Exercise directions: Write the next part of the commentary below on Trump's attacks on professional athletes, continuing after its final sentence.

Liberal media critics have bemoaned Trump’s denunciation of the football players, as well as his war of words with top NBA basketball players Stephen Curry and LeBron James, calling his rhetoric “divisive.” But it is intentionally so. Trump is making a deliberate appeal to racial and other forms of bigotry, including misogyny and anti-gay bias, as well as prejudice against immigrants and refugees. He issued his stream of tweets against the athletes on the eve of his administration announcing a new travel ban, adding North Korea and Venezuela to the list of predominantly Muslim countries targeted in the initial executive order.

More fundamentally, Trump and those aides who have publicly defended his attacks on the athletes are demanding absolute public conformity in relation to the US military and police. As Treasury Secretary Steven Mnuchin said Sunday, “This is about respect for the military, the first responders.” This is particularly imperative in relation to nationally televised sporting events like NFL games, which have long been venues for celebrations of militarism, with flyovers by fighter jets and ceremonies featuring color guards and gigantic flags.

Like Nixon during the Vietnam era, Trump is seeking to mobilize right-wing forces on the basis of chauvinism to suppress widespread popular opposition to war. At that time, Nixon’s efforts culminated in the Watergate scandal and his own forced resignation to avoid impeachment. Trump faces a different and even more unfavorable political landscape, with American society more deeply divided than ever, not along lines of race or gender, but along class lines: never has the gulf been greater between the super-rich and the vast majority of working people, of all races and ethnic origins.

Trump engages in more open appeals to racism than Nixon because his goal is not the winning of the next presidential election, but the building of an extra-parliamentary movement of the extreme right, based on the police and sections of the military, to establish authoritarian forms of rule.

There is no doubt that the reaction of the players, in uniting broadly to defend their democratic rights, and the widespread popular support for them, reflect the deep-seated allegiance to democratic principles among working people in the United States. Trump has encountered far more hostility than he expected, and on Monday the White House was clearly engaged in a political maneuver to defuse opposition and disguise its real aims.

Provided material:
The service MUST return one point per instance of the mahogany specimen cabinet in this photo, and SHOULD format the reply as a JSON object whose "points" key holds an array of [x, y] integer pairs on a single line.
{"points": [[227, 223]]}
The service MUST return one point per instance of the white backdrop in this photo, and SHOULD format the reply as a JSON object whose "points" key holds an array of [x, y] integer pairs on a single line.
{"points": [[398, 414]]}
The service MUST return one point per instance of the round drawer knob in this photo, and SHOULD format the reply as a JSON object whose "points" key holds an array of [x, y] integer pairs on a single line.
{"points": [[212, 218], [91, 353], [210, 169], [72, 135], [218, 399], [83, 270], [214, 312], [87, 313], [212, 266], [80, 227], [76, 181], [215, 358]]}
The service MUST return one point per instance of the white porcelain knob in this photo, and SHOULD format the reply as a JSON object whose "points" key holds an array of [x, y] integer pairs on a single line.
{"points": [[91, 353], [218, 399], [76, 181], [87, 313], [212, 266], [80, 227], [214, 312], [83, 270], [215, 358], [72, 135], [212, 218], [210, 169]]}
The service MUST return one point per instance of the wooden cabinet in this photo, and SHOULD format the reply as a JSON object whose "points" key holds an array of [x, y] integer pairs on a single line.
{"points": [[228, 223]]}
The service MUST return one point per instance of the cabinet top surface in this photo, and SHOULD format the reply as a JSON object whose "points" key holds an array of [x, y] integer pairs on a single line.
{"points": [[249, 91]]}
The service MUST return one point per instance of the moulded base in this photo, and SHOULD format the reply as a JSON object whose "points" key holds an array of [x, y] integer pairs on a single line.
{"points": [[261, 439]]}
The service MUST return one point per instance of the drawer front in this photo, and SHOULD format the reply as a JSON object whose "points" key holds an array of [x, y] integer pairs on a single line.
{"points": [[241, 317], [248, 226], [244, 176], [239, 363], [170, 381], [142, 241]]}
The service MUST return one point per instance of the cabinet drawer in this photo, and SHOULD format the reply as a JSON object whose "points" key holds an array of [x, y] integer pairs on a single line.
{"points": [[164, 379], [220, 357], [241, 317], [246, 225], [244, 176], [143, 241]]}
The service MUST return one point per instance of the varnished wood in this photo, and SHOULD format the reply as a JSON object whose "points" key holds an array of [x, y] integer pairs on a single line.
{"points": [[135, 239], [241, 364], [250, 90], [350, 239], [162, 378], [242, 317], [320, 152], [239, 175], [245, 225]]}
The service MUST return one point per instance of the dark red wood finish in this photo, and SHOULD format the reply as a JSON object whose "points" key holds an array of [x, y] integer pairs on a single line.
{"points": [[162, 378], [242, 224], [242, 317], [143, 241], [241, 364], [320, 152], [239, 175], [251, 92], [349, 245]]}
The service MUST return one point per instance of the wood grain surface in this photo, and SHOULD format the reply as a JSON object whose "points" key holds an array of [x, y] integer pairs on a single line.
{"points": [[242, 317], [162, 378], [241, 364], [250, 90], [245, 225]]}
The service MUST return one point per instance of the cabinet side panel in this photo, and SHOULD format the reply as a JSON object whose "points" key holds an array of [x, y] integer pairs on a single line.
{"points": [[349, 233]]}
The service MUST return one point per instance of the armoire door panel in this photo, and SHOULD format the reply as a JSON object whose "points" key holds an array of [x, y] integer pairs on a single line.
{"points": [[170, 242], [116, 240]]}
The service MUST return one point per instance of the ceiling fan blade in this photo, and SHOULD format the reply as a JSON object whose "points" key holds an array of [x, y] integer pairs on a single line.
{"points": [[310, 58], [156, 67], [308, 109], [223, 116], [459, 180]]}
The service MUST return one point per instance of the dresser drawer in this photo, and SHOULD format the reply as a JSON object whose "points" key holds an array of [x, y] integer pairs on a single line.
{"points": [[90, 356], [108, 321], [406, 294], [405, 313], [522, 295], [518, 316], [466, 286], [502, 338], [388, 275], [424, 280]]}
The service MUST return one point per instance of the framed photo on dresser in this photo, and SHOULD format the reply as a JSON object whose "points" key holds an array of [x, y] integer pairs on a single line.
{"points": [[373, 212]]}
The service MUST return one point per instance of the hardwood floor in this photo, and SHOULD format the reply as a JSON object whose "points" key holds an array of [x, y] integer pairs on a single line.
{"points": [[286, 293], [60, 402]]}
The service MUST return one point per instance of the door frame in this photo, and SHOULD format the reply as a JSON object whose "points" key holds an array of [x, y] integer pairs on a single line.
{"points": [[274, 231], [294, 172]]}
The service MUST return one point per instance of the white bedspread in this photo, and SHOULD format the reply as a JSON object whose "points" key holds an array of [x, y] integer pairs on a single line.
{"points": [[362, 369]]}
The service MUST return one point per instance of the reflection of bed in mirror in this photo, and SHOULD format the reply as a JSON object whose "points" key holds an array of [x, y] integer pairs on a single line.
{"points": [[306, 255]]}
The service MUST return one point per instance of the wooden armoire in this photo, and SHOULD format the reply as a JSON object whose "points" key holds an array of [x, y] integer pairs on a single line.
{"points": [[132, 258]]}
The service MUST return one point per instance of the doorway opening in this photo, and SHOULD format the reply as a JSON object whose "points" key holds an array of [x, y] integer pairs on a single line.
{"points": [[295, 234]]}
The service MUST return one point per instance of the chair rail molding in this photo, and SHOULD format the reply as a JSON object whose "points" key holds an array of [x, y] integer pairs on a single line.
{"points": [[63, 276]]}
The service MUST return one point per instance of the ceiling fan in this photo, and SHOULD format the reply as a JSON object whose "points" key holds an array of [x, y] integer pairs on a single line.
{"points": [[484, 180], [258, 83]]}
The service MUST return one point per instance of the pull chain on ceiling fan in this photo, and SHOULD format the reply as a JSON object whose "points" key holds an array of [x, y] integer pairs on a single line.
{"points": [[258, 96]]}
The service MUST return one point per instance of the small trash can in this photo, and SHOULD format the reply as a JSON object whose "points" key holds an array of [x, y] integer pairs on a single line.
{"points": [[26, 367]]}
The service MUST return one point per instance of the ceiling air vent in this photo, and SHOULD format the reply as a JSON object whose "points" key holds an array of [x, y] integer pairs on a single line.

Exercise answer:
Press Secretary Sarah Huckabee Sanders opened her press conference with a statement noting that September 25 is the 60th anniversary of the integration of Little Rock Central High School in Arkansas, one of the seminal events of the civil rights struggles. She sought to fend off a barrage of hostile questions about Trump’s attack on the NFL players, claiming ludicrously that the president “was not against anyone.”

This is only political posturing, however. The real goals of the Trump administration remain as before: continued military buildup; provoking war crises, which threaten to break out into full-scale war, not only with North Korea but with China, Iran and Russia; attacking the democratic rights of the working class; and carrying through the destruction of domestic social programs like Medicaid, Medicare and Social Security.

The response of the NFL players is a politically healthy sign. It has shocked both the Trump administration and its liberal “critics,” who share a common class allegiance to the interests of Wall Street.

But the defeat of this government requires more than instinctive and politically inchoate resistance. It requires the building of a political movement of the working class to break the grip of the corporate and financial oligarchy and champion its own social interests—for jobs, decent living standards, social benefits, democratic rights, peace—through a socialist program. Only the development of such a class program can counter the appeals of ultra-right and fascist demagogues to nationalism, racism and other forms of bigotry, and unify the entire working class—black, white, native born and immigrant—in a common struggle for social equality.